Does the Everglades trip text below support each of these statements? Answer yes or no for each, quoting the text's deciding words exactly. (a) The writer had visited Everglades National Park before this trip. (b) The family had moved from Baltimore City to West Palm Beach only months earlier. (c) They entered the park at a visitor center in Homestead.
━━━ Exercise text
Good Beer Hunting, Jamaal Lemon, April 2, 2024


Kayak Trip through the Florida Everglades

We were headed to the Florida Everglades. I must have smiled the entire 80-mile drive from Palm Beach County to Homestead, Florida. I’d never been, yet always wanted to visit the Everglades National Park. The idea of being within an arm’s reach of exotic birds and fish—and the possibility of a panther sighting—had long intrigued me. Even better: This trip was a chance to experience the historic wetland with my son.


Joseph’s encounters with Florida’s outdoors to that point had been minimal, aside from the occasional sightings of squirrels or iguanas. Only months before, we’d relocated from Baltimore City to West Palm Beach, and it was energizing to fill my recreational schedule with fishing and swimming. I wanted that for him, too, and the reality of casually walking past alligators and egrets was about to really be a thing for my son. 


We entered the park at the Shark Valley Visitor Center and headed for an airboat tour. The solitude of the space entranced us, the SOS signal on my phone confirming we were truly behind God’s back, deep in the Everglades. 


JoJo beamed when the tour guide full-throttled the airboat over the shallow water. Wearing his noise-canceling headphones, the only 5-year-old on the boat asked the guide every question a curious kid might imagine: “Excuse me, are there sharks in there?” “Do alligators eat boats?” “Why are blue herons blue?” To my son’s benefit, every hilarious inquiry was met with the guide’s patiently enthusiastic response—with biological and scientific proof to support the answers, capped with a laugh for good measure.


Then, JoJo asked a question that made everyone on the boat chortle with anticipation of the guide’s response: “Where does the water come from?”


“The Everglades has a water quantity and water quality issue," explains Begone Cazalis, the director of communications for The Everglades Foundation. If there’s not enough clean water moving south to the Everglades, sources become scarce. Miami’s Biscayne Aquifer provides fresh water to 5 million people—including the hundreds moving to the area every day—yet it continues to shrink.
━━━━━━
━━━ Dataset extract
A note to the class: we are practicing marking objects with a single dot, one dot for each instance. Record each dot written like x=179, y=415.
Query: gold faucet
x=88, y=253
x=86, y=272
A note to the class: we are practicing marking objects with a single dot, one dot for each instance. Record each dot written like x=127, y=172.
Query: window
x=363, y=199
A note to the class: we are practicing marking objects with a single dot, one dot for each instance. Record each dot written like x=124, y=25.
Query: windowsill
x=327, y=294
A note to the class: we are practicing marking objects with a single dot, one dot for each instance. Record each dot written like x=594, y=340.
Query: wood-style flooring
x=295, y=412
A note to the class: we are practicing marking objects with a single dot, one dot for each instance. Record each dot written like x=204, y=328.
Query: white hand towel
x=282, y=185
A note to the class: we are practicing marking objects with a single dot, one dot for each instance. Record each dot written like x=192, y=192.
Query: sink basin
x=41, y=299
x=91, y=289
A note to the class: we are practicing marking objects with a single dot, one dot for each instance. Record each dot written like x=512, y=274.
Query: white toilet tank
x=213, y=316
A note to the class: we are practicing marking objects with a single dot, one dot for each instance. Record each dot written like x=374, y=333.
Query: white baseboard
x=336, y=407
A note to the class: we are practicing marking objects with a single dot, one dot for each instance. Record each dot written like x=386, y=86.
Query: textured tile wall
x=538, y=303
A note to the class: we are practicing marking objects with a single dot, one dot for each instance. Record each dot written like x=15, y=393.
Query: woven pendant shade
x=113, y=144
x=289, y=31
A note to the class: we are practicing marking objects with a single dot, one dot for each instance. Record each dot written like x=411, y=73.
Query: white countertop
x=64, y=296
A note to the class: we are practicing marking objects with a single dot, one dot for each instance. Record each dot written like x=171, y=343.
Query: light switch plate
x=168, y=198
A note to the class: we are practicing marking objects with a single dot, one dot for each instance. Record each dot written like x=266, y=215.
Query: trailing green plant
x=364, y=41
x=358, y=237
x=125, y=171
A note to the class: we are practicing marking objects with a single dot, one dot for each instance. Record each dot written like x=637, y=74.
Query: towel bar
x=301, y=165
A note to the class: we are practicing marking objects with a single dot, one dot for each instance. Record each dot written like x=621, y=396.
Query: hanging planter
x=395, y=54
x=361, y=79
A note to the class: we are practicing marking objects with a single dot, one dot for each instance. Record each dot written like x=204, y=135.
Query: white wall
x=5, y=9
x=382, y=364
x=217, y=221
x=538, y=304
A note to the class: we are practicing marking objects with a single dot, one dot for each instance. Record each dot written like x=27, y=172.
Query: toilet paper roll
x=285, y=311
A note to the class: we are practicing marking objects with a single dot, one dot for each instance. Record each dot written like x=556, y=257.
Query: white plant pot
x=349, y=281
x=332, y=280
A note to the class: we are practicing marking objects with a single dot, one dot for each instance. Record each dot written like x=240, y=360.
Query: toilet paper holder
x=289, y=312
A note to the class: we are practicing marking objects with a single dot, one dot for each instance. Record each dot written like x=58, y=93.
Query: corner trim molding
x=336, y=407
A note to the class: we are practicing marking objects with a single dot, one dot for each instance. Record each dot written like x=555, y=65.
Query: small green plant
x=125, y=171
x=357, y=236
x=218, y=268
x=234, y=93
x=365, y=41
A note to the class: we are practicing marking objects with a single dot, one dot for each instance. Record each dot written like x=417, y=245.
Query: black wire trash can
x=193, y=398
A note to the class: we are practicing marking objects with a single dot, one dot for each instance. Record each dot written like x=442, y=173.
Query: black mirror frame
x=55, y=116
━━━━━━
*Reply*.
(a) No: "I’d never been, yet always wanted to visit the Everglades National Park."
(b) Yes: "Only months before, we’d relocated from Baltimore City to West Palm Beach"
(c) No: "We entered the park at the Shark Valley Visitor Center"